*DIRECTIONS FOR THIS TASK*: Rewrite the records from the start up to and including the line with "[151,126,308,247]", changing "onesie" to "bodysuit" and keeping everything else the same. Leave the pictures out.

Items from a dataset:
_ _ _
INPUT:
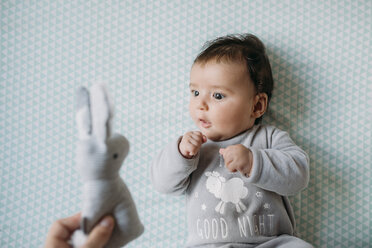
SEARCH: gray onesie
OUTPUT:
[151,125,312,248]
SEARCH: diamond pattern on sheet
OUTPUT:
[0,0,372,247]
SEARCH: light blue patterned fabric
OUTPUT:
[0,0,372,247]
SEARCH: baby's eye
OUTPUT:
[191,90,199,96]
[213,93,225,100]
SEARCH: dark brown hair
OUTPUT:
[194,34,274,124]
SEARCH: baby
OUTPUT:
[151,34,312,248]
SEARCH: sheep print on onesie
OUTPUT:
[151,126,308,247]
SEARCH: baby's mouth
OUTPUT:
[199,119,212,128]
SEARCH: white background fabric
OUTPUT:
[0,0,372,247]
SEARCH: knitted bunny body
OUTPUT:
[73,84,144,247]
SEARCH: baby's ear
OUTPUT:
[75,87,92,139]
[252,93,268,119]
[90,84,113,142]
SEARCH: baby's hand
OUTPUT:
[178,131,207,159]
[220,144,253,177]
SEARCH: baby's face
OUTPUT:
[189,61,256,141]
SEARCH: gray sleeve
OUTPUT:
[150,138,200,195]
[248,129,309,196]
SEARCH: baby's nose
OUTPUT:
[199,99,208,110]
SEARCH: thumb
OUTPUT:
[83,216,114,248]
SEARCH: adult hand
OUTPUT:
[45,213,114,248]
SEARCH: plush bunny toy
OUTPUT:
[72,84,144,247]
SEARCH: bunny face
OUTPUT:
[76,84,129,180]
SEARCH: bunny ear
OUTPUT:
[76,87,92,139]
[90,84,113,142]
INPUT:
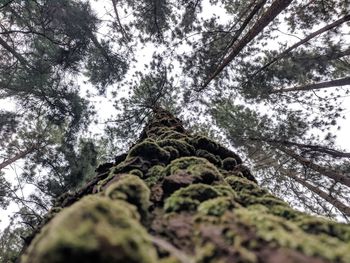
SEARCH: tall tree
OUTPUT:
[21,107,350,263]
[212,100,350,219]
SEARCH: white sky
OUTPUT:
[0,0,350,229]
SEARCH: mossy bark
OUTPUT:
[21,110,350,263]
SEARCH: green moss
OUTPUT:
[187,136,242,164]
[235,208,350,263]
[163,146,180,160]
[164,157,222,184]
[248,204,306,221]
[105,174,151,216]
[197,197,241,216]
[164,184,224,212]
[157,139,195,157]
[21,196,157,263]
[127,140,170,164]
[145,165,164,187]
[214,184,237,198]
[129,169,143,178]
[196,149,222,167]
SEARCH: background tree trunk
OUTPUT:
[21,108,350,263]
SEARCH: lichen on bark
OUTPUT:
[22,109,350,263]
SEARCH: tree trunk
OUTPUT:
[251,15,350,77]
[269,77,350,94]
[21,109,350,263]
[201,0,292,90]
[273,144,350,187]
[0,145,37,171]
[286,173,350,217]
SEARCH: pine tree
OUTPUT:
[21,107,350,263]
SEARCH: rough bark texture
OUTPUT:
[21,110,350,263]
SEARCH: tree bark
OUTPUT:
[21,107,350,263]
[249,138,350,158]
[274,145,350,190]
[270,77,350,94]
[287,173,350,217]
[251,15,350,77]
[201,0,292,89]
[0,146,36,171]
[0,34,28,67]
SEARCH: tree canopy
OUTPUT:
[0,0,350,257]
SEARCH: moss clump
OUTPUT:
[145,165,164,187]
[21,195,157,263]
[163,146,180,160]
[164,184,226,212]
[127,140,170,164]
[157,139,195,157]
[235,208,350,263]
[164,157,222,184]
[197,197,241,216]
[222,157,237,171]
[248,204,306,221]
[196,149,222,167]
[188,136,242,164]
[105,174,151,216]
[225,176,258,192]
[129,169,143,178]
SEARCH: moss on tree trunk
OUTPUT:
[21,109,350,263]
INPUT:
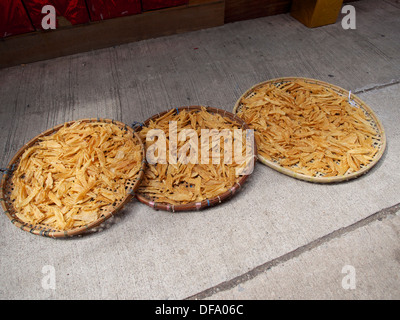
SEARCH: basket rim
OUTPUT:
[135,105,257,212]
[0,118,146,238]
[233,77,387,183]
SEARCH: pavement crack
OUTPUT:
[353,79,400,94]
[184,203,400,300]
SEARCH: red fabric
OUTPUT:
[142,0,189,11]
[0,0,35,38]
[86,0,142,21]
[23,0,89,29]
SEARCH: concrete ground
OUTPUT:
[0,0,400,299]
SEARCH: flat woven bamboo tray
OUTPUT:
[233,77,386,183]
[135,106,257,212]
[0,118,146,238]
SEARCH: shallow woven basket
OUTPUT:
[136,106,257,212]
[233,77,386,183]
[0,118,146,238]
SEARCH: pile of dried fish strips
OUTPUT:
[138,107,249,205]
[11,121,143,230]
[237,80,379,177]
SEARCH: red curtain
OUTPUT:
[0,0,35,38]
[86,0,142,21]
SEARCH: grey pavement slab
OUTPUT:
[207,208,400,300]
[0,0,400,299]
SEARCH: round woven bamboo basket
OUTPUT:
[135,106,257,212]
[233,77,386,183]
[0,118,146,238]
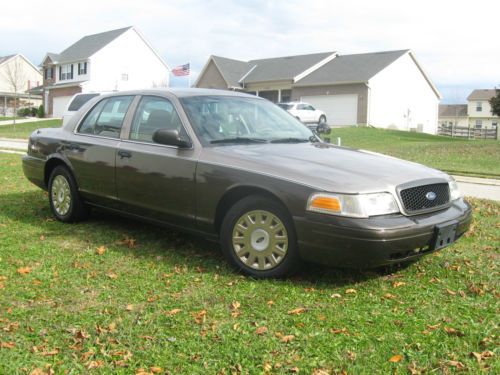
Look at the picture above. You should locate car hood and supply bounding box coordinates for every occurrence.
[200,143,450,193]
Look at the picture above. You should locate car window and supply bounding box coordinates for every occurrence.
[181,96,313,145]
[129,96,187,142]
[68,94,100,111]
[78,96,134,138]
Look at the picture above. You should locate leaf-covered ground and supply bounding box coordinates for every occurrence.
[0,155,500,375]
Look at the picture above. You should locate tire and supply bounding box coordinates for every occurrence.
[49,165,90,223]
[220,195,300,279]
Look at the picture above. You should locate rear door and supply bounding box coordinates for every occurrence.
[63,95,134,205]
[116,95,197,226]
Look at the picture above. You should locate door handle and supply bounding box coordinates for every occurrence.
[68,143,80,151]
[118,150,132,159]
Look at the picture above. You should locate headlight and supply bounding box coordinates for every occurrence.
[307,193,399,217]
[448,180,463,202]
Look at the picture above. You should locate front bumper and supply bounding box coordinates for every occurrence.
[294,199,472,268]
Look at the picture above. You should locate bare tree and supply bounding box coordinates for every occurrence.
[2,56,26,125]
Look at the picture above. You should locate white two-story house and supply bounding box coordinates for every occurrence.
[467,89,500,129]
[41,26,169,117]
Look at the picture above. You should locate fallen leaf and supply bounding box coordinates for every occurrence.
[255,327,267,335]
[17,267,32,275]
[165,309,182,316]
[288,307,306,315]
[389,354,403,363]
[444,327,465,337]
[191,310,207,324]
[446,361,465,369]
[95,246,107,255]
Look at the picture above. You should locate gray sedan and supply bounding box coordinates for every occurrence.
_ _ _
*RESPONSE TO THE TASK*:
INPUT:
SEARCH: gray bodysuit
OUTPUT:
[151,125,312,248]
SEARCH: diamond pattern on sheet
OUTPUT:
[0,0,372,247]
SEARCH: light blue patterned fabric
OUTPUT:
[0,0,372,247]
SEARCH: baby's eye
OUTPUT:
[191,90,199,96]
[213,93,225,100]
SEARCH: dark brown hair
OUTPUT:
[194,34,274,124]
SEARCH: baby
OUTPUT:
[151,34,312,248]
SEARCH: sheep print on bodysuit
OUTPUT:
[151,126,308,247]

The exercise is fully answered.